BRIEF 1: Give the listing's lines as a JSON list of strings, one string per line with blank lines omitted. Begin at the line that contains "Every instance of the barrel" and continue through the end of the listing.

SELECTED PASSAGE:

━━━━

Promotional single by Selena

from the album Dreaming of You
- Released: January 12, 1996
- Recorded: January 1995
- Studio: Bananaboat Studios, Burbank; Q-Productions, Corpus Christi; Conway Recording Studios, North Hollywood;
- Genre: Electropop
- Length: 4:23
- Label: EMI Records
- Songwriters: Mark Goldenberg, Kit Hain
- Producer: Guy Roche

= Captive Heart (song) =

1995 song performed by Selena

"Captive Heart" is a song by American Tejano pop singer Selena. It was the second promotional single released from Dreaming of You (1995), behind "God's Child (Baila Conmigo)". It was written by Mark Goldenberg and Kit Hain, and was produced by Guy Roche. Recording sessions took place at Selena's father, Abraham Quintanilla Jr.'s recording studio Q-Productions and at several other locations. The song was given mixed reviews by music critics. "Captive Heart" is an electropop song performed in a rhythmical pop groove.

== Production and composition ==
"Captive Heart" was recorded at Bananaboat Studios in Burbank, California in January 1995, Q-Productions in Corpus Christi, Texas and at Conway Studios in North Hollywood. It was written by Mark Goldenberg and Kit Hain, and was produced by Guy Roche. It was mixed by Nathaniel "Mick" Guzuaski, engineered by Mario Lucy, Brian "Red" Moore and Mona Suchard who also was credited at the assistant engineer. American singer Donna De Lory was the backing vocalist for "Captive Heart". Recording sessions had taken nearly less than a week to complete the song.

"Captive Heart" is an electropop song performed in a rhythmical R&B pop groove. It draws influences from synthpop, fast rock, dance-pop and electronic dance music. According to the sheet music published at Musicnotes.com by EMI Music Publishing, the song is composed in the key of D major with a time signature in common time, and with a moderate groove of 91 beats per minute.

== Critical reception ==
Vibe editor Ed Morales compared both Evelyn "Champagne" King and "Wherever You Are" (duet with the Barrio Boyzz) with the song "Captive Heart". While, according to the Chicago Tribune, "Captive Heart" was destined for urban-contemporary radio. Leonard Charles of Miami Today, commented on "Captive Heart"'s lack of impact on the Hot 100, stating that the song would have been stronger if EMI Records had promoted the single extensively. Charles also commented that he believes that the record company didn't put in much effort on the song but believed that EMI had only put in effort on singles "Dreaming of You" and "I Could Fall in Love". Benson Ramos of The Gaston Gazette believed "Captive Heart" wasn't "crossover potential". Steven Washington of Aurora Sentinel praised the song's "electronic feels" and "Latin flavors" that it brings to the song. Sabrina Moore of Corsicana Daily Sun, disliked the song because it felt "unoriginal" but commented that Selena could have done better in another Latin flavored ballad.

━━━━

DATA EXTRACT:
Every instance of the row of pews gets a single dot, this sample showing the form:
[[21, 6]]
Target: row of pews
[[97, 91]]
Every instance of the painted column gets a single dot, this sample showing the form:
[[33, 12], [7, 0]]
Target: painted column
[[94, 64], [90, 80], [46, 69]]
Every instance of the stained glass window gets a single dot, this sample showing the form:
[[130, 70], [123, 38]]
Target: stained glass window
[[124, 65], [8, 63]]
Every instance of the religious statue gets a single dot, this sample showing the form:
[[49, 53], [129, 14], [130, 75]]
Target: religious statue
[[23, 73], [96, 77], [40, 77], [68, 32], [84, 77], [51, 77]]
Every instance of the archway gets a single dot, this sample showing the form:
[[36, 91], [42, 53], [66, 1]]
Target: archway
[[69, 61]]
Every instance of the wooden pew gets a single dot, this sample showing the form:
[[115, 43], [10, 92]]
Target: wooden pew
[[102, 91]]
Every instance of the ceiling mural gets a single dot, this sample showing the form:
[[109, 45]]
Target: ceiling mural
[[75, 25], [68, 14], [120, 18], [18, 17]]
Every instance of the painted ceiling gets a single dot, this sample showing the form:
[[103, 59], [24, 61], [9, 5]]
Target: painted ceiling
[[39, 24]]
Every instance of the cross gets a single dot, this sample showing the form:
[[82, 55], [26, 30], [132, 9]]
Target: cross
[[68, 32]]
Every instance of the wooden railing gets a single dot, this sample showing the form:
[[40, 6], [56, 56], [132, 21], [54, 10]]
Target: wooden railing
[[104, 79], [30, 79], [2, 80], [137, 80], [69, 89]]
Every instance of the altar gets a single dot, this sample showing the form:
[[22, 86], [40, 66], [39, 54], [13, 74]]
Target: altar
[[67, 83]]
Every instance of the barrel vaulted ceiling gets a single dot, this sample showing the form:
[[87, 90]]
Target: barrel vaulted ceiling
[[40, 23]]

━━━━

BRIEF 2: Name every publication mentioned in the "Critical reception" section of the text about "Captive Heart."

CORRECT RESULT 1:
[
  "Every instance of the barrel vaulted ceiling gets a single dot, this sample showing the form:",
  "[[87, 90]]",
  "Target: barrel vaulted ceiling",
  "[[40, 23]]"
]

CORRECT RESULT 2:
- Vibe
- Chicago Tribune
- Miami Today
- The Gaston Gazette
- Aurora Sentinel
- Corsicana Daily Sun